Problem to work on => Could you copy word for word the part of the material below that opens with the line containing "the green banner" and runs through the end of the material, including both ends?

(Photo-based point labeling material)
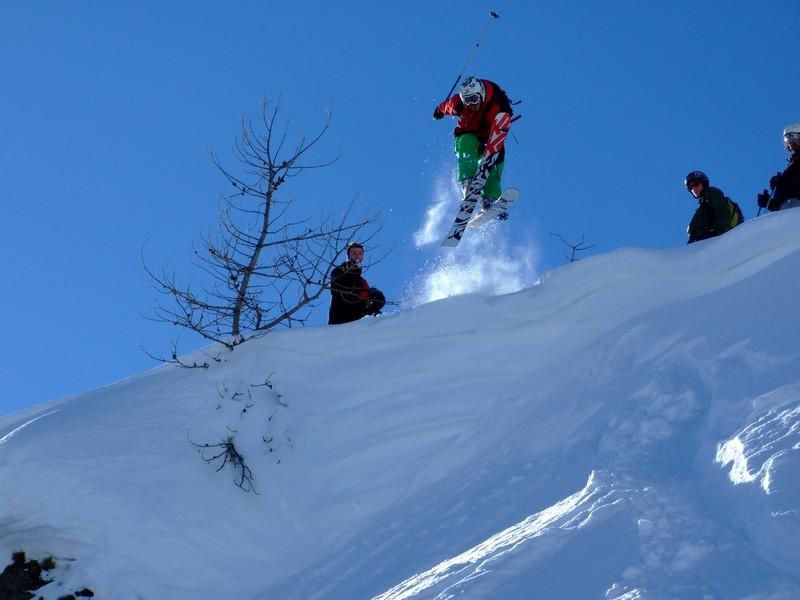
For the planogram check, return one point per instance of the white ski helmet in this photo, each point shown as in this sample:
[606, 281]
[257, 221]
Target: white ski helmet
[793, 128]
[791, 134]
[472, 91]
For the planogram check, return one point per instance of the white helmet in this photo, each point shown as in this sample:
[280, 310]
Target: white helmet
[793, 128]
[472, 91]
[791, 134]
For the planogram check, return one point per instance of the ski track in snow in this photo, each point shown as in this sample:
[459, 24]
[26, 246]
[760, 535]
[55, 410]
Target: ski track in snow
[436, 453]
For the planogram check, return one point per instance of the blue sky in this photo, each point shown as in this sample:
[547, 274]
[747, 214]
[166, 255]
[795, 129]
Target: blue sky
[109, 112]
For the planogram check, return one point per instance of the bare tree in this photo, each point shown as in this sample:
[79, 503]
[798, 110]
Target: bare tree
[262, 267]
[574, 248]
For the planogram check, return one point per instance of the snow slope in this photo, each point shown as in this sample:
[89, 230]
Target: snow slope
[627, 428]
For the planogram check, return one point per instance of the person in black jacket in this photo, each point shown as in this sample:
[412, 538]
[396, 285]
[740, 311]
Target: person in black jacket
[785, 186]
[351, 296]
[715, 214]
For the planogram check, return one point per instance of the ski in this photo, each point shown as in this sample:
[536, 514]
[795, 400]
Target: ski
[471, 198]
[497, 210]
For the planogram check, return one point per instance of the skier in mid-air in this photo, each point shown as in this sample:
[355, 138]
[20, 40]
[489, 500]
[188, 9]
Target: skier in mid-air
[484, 117]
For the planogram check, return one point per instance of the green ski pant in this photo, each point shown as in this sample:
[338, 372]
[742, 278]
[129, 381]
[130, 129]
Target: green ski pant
[468, 154]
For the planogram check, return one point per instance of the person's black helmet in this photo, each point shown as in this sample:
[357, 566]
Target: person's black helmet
[695, 176]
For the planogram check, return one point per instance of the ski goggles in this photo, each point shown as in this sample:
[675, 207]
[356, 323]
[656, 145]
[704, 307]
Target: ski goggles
[471, 99]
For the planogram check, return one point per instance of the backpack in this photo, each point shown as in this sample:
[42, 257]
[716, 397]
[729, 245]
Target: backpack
[501, 98]
[737, 217]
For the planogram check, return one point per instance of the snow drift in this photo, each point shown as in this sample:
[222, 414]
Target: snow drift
[627, 428]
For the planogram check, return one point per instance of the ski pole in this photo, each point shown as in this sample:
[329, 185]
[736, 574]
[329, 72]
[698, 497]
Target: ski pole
[492, 15]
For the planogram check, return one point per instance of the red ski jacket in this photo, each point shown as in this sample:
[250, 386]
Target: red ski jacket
[482, 122]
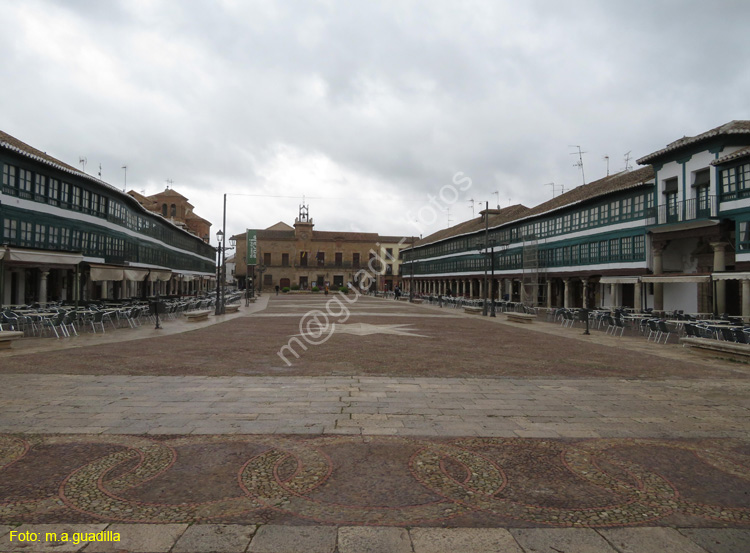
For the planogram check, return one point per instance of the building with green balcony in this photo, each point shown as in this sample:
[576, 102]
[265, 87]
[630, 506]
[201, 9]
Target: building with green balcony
[68, 236]
[672, 235]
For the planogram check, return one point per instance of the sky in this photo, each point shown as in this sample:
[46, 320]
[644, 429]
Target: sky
[392, 117]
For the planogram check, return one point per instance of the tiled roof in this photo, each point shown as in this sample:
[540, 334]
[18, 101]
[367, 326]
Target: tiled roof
[12, 143]
[733, 127]
[517, 213]
[497, 217]
[602, 187]
[739, 154]
[346, 236]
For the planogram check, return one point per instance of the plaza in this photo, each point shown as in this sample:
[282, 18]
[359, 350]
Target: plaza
[391, 427]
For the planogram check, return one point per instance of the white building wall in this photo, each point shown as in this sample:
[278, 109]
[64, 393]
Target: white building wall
[681, 296]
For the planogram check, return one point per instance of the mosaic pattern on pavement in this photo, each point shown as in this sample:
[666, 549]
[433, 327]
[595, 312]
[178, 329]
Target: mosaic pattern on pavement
[255, 479]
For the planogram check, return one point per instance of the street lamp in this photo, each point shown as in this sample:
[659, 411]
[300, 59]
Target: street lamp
[219, 251]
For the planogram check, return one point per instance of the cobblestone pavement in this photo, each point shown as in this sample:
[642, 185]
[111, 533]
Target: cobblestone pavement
[409, 429]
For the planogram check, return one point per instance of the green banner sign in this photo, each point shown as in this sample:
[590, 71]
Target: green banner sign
[252, 247]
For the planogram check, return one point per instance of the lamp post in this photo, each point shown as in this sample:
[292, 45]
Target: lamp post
[219, 251]
[221, 270]
[261, 269]
[411, 283]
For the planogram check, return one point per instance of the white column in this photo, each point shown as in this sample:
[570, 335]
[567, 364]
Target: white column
[43, 287]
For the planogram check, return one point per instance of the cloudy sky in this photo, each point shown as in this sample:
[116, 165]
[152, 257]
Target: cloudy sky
[367, 108]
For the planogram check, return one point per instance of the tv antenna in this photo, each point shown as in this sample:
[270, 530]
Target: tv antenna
[579, 163]
[628, 167]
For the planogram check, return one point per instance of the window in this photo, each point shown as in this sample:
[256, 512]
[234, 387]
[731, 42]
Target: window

Task response =>
For the planogram check, return one point per instance of the green banner sign in this photo, each point shown as in this sample:
[590, 71]
Target: green banner sign
[252, 247]
For the planogram check, return one point per instance of the lamp post in this photo, each point shown as in this sample:
[292, 45]
Target: lamp post
[219, 251]
[221, 270]
[261, 269]
[411, 283]
For the planogram check, return one point per instance of the white column in this photo, each point shown as in this sample:
[570, 335]
[567, 364]
Target: white column
[43, 287]
For the planogram check, return one point per instance of the cloudy sky in this photo, each point shown as in this sample:
[116, 165]
[152, 257]
Target: cloudy sky
[367, 108]
For the planogram check, return one point per instance of the tv antenna in this photo, each point shown as in this sample:
[270, 530]
Target: tv antenna
[579, 163]
[628, 167]
For the planogram check, return one point per instance of the window in this photo, each point shown as in this sample:
[256, 512]
[234, 387]
[731, 42]
Target: window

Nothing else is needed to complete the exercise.